Extracted entries:
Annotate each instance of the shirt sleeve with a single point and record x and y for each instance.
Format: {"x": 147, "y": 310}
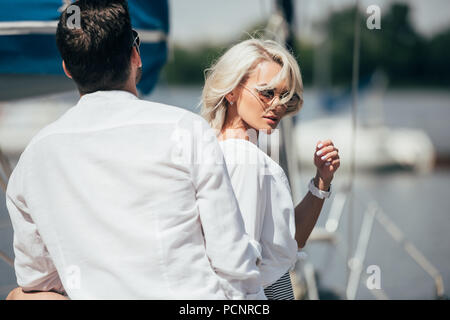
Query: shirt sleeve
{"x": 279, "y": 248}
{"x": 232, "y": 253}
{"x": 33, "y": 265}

Work required: Format the lines above as a JSON array of strings, one string per line, omitting blank lines and the pictures.

Answer to the task:
[
  "Annotate each instance of the shirt sleeve with a single point and record x and y for each instance.",
  "Format: {\"x\": 147, \"y\": 310}",
  "Query: shirt sleeve",
  "{\"x\": 279, \"y\": 248}",
  "{\"x\": 232, \"y\": 253}",
  "{\"x\": 33, \"y\": 265}"
]